### Set problem:
Format the rows below as a Markdown table with the columns "Line" and "Content", one numbered table line per text line, skipping blank lines. Do not include the pictures.

### Excerpted data:

■ ■ ■ ■ ■

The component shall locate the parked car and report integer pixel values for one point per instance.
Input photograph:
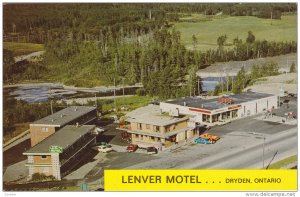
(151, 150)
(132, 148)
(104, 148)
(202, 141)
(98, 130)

■ ■ ■ ■ ■

### Solution for this exercise:
| Line | Content |
|---|---|
| 1 | The component shall locate the parked car and report integer pixel values for one point per instance. |
| 2 | Input photograph: |
| 3 | (151, 150) |
| 4 | (132, 148) |
| 5 | (104, 148) |
| 6 | (202, 141) |
| 7 | (98, 130) |